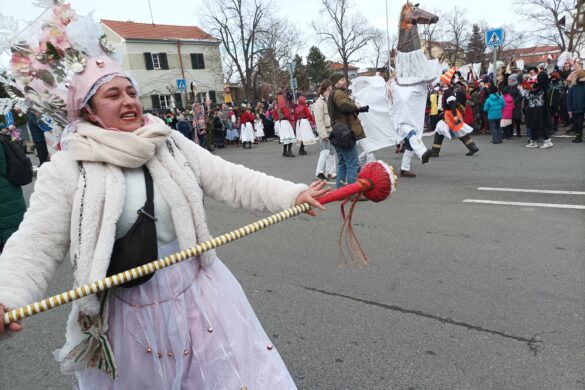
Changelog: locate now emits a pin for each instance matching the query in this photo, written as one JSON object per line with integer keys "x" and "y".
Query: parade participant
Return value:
{"x": 259, "y": 128}
{"x": 576, "y": 104}
{"x": 452, "y": 123}
{"x": 189, "y": 325}
{"x": 323, "y": 124}
{"x": 517, "y": 98}
{"x": 246, "y": 127}
{"x": 304, "y": 120}
{"x": 284, "y": 127}
{"x": 506, "y": 124}
{"x": 344, "y": 113}
{"x": 218, "y": 129}
{"x": 536, "y": 116}
{"x": 232, "y": 135}
{"x": 404, "y": 95}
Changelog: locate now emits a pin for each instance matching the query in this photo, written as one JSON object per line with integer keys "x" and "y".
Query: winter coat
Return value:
{"x": 12, "y": 205}
{"x": 576, "y": 98}
{"x": 37, "y": 134}
{"x": 68, "y": 194}
{"x": 342, "y": 109}
{"x": 535, "y": 117}
{"x": 493, "y": 106}
{"x": 434, "y": 99}
{"x": 185, "y": 128}
{"x": 556, "y": 94}
{"x": 517, "y": 96}
{"x": 508, "y": 111}
{"x": 322, "y": 118}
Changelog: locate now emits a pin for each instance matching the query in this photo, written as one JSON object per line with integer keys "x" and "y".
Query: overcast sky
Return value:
{"x": 299, "y": 12}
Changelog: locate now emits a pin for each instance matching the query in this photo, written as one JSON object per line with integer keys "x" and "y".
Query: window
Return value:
{"x": 165, "y": 101}
{"x": 212, "y": 97}
{"x": 197, "y": 61}
{"x": 156, "y": 61}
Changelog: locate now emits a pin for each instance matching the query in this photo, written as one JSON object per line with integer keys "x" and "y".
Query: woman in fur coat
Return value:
{"x": 190, "y": 325}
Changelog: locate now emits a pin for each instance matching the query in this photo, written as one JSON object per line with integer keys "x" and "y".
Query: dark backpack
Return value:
{"x": 342, "y": 136}
{"x": 18, "y": 166}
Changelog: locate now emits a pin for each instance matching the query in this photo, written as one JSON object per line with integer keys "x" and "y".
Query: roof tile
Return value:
{"x": 133, "y": 30}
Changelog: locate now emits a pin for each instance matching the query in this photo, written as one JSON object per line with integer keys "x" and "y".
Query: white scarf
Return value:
{"x": 120, "y": 148}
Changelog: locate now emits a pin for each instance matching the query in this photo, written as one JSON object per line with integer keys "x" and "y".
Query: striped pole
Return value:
{"x": 135, "y": 273}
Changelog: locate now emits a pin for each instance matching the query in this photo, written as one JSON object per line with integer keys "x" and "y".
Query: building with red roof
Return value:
{"x": 158, "y": 55}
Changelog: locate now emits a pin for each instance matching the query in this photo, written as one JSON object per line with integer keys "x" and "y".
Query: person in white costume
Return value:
{"x": 397, "y": 108}
{"x": 326, "y": 165}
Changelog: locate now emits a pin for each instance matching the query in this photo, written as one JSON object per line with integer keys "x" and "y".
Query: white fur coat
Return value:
{"x": 75, "y": 207}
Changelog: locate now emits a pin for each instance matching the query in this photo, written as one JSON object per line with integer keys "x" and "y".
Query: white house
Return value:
{"x": 159, "y": 55}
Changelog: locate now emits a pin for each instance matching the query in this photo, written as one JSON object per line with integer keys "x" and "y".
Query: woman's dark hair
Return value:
{"x": 324, "y": 85}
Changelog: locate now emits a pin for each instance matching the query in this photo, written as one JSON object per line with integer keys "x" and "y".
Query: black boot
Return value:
{"x": 425, "y": 157}
{"x": 437, "y": 143}
{"x": 302, "y": 150}
{"x": 468, "y": 142}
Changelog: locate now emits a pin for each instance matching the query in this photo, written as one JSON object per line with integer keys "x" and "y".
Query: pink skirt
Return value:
{"x": 188, "y": 327}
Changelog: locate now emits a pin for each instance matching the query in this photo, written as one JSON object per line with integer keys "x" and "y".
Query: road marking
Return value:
{"x": 526, "y": 204}
{"x": 533, "y": 191}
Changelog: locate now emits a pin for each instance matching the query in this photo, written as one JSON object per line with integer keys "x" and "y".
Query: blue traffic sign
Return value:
{"x": 9, "y": 118}
{"x": 494, "y": 37}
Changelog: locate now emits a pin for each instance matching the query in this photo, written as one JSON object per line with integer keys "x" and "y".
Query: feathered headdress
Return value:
{"x": 45, "y": 57}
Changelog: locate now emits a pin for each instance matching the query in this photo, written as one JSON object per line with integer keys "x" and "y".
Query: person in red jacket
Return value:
{"x": 247, "y": 128}
{"x": 285, "y": 130}
{"x": 305, "y": 123}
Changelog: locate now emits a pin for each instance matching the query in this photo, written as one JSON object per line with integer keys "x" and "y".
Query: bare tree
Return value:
{"x": 553, "y": 21}
{"x": 377, "y": 54}
{"x": 430, "y": 32}
{"x": 347, "y": 32}
{"x": 457, "y": 31}
{"x": 238, "y": 24}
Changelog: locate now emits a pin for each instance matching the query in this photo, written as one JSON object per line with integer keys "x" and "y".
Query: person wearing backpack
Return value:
{"x": 346, "y": 130}
{"x": 12, "y": 205}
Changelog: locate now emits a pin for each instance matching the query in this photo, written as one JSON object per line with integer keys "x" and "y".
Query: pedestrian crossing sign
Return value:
{"x": 494, "y": 37}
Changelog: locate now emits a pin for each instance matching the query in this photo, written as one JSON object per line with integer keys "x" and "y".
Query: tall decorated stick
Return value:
--------
**WORK TO BE COMPLETED:** State how many lines of the listing contain the word "person", giving the number by itself.

**TASK ANSWER:** 3